III - 5 Synthèse générale des
typologies d'élevage bovin et implications pour des études de
cas
Les trois études précédentes relatives
à l'établissement de typologies d'élevages de bovins dans
deux zones agroécologiques du Maroc ont permis de dresser une image
réelle de la situation du secteur de la production laitière dans
ce pays.
L'idée première était avant tout de
rassembler des données fiables à même de
générer une vision précise des performances de
l'élevage bovin dans deux zones agricoles aux caractéristiques
a priori très différentes. Ceci a permis de
dépasser l'absence de références sur les
réalités de la production bovine au Maroc.
Un deuxième objectif a été d'ordonner et
de hiérarchiser les données ainsi obtenues pour mieux comprendre
les options de production retenues par les éleveurs. Il est ainsi
apparu, de manière synthétique, que l'analyse des modes de
production bovine (lait en intensif, lait à base de fourrages, mixte,
allaitant...) et des objectifs des éleveurs, qui transparaît
à travers les variables d'affouragement, d'intensification et de ventes
des bovins, est bien plus importante que les considérations liées
à la taille des exploitations agricoles. Il en découle que,
quelle que soit la zone considérée, quatre grands groupes
d'élevage ont pu être distingués :
1) un premier groupe constitué d'étables qui
commencent à se spécialiser en production laitière,
à travers des rendements laitiers par vache et par an supérieurs
à 4 000 kg, et qui ne s'appuient que très peu sur les ventes des
bovins pour atteindre des seuils de rentabilité
intéressants ;
2) un deuxième groupe rassemblant des étables
déficitaires en raison d'une insuffisante maîtrise technique des
fondamentaux de la production bovine laitière (rationnement notamment)
conjuguée à la rareté de capitaux ;
3) un troisième groupe qui consiste en des fermes avec
une stratégie de production bovine bien plus extensive que celles du
premier groupe, tant sur le plan du rendement laitier que sur le plan de
l'affouragement (plus d'aliments grossiers et plus d'ha de fourrages par vache
et moins de concentrés), mais avec pour souci des performances
économiques positives par vache ;
4) un quatrième groupe représenté par
des étables qui peuvent être qualifiées de « hors
- sol », qui gaspillent des aliments onéreux (les
concentrés) sans avoir de résultats de productivité
laitière par vache intéressants et dont l'équilibre
économique ne repose que sur les ventes de bovins.
______
### Consigne 1
Traduisez en anglais la phrase suivante de la synthèse sur les typologies d'élevage bovin : « Ceci a permis de dépasser l'absence de références sur les réalités de la production bovine au Maroc. »
### Consigne 2
Recopiez sans modification le passage de la synthèse sur les typologies d'élevage bovin situé entre « L'idée première était » et « bovine au Maroc. », ces deux segments compris.
______
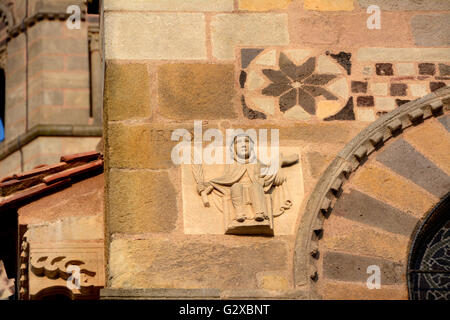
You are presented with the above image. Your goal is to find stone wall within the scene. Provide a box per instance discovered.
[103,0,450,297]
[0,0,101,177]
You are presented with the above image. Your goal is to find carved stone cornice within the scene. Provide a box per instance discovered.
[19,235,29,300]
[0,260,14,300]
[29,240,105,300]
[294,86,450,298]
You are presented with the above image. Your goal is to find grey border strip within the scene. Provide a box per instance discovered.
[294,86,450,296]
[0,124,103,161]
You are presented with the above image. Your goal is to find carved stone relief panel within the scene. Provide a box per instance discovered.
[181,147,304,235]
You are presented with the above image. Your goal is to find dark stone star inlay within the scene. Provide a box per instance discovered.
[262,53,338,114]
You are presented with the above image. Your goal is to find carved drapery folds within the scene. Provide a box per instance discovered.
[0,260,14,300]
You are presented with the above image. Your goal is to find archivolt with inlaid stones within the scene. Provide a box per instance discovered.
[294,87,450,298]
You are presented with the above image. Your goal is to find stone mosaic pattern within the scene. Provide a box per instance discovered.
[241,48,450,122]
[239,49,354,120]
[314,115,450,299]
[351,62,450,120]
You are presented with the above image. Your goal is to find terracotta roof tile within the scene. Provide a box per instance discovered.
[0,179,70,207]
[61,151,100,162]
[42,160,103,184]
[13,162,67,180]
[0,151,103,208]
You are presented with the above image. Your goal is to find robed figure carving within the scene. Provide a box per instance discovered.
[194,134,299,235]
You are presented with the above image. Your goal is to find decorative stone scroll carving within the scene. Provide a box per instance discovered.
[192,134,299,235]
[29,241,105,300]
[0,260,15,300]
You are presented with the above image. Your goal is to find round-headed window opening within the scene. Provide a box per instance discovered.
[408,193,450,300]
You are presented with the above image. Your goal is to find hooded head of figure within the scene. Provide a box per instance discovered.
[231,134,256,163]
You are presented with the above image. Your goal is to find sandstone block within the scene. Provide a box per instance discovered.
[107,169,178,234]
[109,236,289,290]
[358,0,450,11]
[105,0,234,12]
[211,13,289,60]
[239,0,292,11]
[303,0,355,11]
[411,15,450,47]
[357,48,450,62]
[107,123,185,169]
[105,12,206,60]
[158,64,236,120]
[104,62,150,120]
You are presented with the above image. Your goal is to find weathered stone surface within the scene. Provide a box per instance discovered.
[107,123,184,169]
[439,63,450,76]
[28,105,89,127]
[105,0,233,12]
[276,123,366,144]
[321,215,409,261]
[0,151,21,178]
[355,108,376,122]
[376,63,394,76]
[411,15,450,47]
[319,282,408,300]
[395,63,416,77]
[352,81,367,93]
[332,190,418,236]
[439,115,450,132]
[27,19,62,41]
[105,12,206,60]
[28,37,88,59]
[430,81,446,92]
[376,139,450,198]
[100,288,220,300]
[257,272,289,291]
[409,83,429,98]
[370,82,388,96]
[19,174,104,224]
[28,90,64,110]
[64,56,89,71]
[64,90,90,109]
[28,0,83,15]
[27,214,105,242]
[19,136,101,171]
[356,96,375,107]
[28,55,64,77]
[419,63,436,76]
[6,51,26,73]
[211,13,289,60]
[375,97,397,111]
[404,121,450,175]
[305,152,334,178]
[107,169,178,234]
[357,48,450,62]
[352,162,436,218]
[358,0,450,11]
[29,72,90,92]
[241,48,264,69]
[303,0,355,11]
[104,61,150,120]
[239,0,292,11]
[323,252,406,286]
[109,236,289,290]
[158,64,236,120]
______
### Réponse finale 1
This made it possible to overcome the lack of references on the realities of cattle production in Morocco.

### Réponse finale 2
L'idée première était avant tout de
rassembler des données fiables à même de
générer une vision précise des performances de
l'élevage bovin dans deux zones agricoles aux caractéristiques
a priori très différentes. Ceci a permis de
dépasser l'absence de références sur les
réalités de la production bovine au Maroc.